Page extract
▼
Surprise! Checking in from Luzhou

After over 2 months in the big city, Chengdu, this weekend found me alighting back on my doorstep along the Yangtze River at Luzhou Vocational and Technical College. And an even bigger surprise awaited me in my apartment, other than lots of dust and rat nibbles on my bar of soap in the bathroom. My Internet hook-up with the city is still up and running! Although my payment of 1 year is no longer in effect, it seems someone has forgotten to erase me from the system. Thus I get to actually post a blog from Luzhou since I am still struggling with this in Chengdu.


Daily Chinese language classes at Sichuan University have been quite tiring, not to mention busy, so having a weekend away is wonderful. I am especially missing my holiday lessons which I’d be teaching at this time of year if I were still on a work visa.

Halloween has passed but Thanksgiving and Christmas are yet to come. Sitting here in my cozy school apartment, having just turned on last year’s Christmas lights still adorning my outdoor balcony security bars, brings back a lot of wonderful winter memories from 2012. Today’s Sunday worship at the Luzhou Protestant church, listening to Pastor Liao’s sermon and the choir, made me wish us all to speed ahead a year so I could once again be included in choir practices and the big Christmas celebrations yet to come.

I have actually made plans to return for Christmas and miss a few days of classes next month. At Sichuan University, only Chinese holidays are celebrated. That certainly does not include Christmas. While I could stay in Chengdu and easily attend the huge city church services there, I’d much rather be back in my home here with friends and Christians I know and care for. It is more meaningful and will truly make my holiday a bright and special one.


Aside from China news, one bit from America I want to mention concerns my mom’s 80th birthday surprise, held at our hair stylist’s salon, Stephen’s.

Stephen Glendenning, in Martinsville, Illiniois, has been cutting my family’s hair for years, including my mom, myself, my brother and even at one point my sister-in-law. This summer, Stephen gave me the idea of having something special planned for my mom’s November appointment, already booked and ready to go. Her 80th birthday is November 23, which obviously places me in China and not in the US. What something special could be arranged for her even though I wasn’t there?

For my mom’s 75th, I had enlisted the help of my mom’s best friend, Karen Heighton, for a church afternoon reception with friends and family present. This was not a surprise but just a birthday gathering to wish her happiness for her upcoming birthday. I remember my mom had originally said she wanted no such thing, and certainly not a surprise, but after it came together, she was very happy that we’d done something special for her.
For her 80th, I asked if she’d like anything planned. She once again insisted there shouldn’t be a fuss, no reception such as 5 years before. It was just enough for cake at home and presents from whomever.

But this summer, talking to Stephen about making her November appointment something to remember, the birthday pre-party plan was hatched.

Directly across the street from the salon was a cake shop, Darcy’s. After visiting there, I discussed with Darcy herself what was needed. A cake was ordered with my mom’s photo, from when she was 3 years old, to be placed on the top. I also headed off to the Dollar Store to stock up on decorations and party favors which Stephen would be in charge of using for her special hair day. I paid for her cut, of course, and handed over the duties to Stephen for her November 1st party day in his salon.

Naturally, Stephen and I have been looking forward to this day since August. We’ve had a couple emails back and forth as November 1st came closer, both of us anticipating what a surprise this would be.
▲
Directive
List every person the Luzhou blog post mentions by name.

Data segment
▼
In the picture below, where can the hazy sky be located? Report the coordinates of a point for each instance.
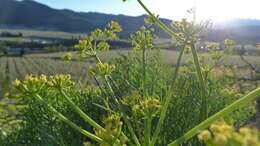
(174, 9)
▲
Solution for this problem
Pastor Liao, Stephen Glendenning, Karen Heighton, Darcy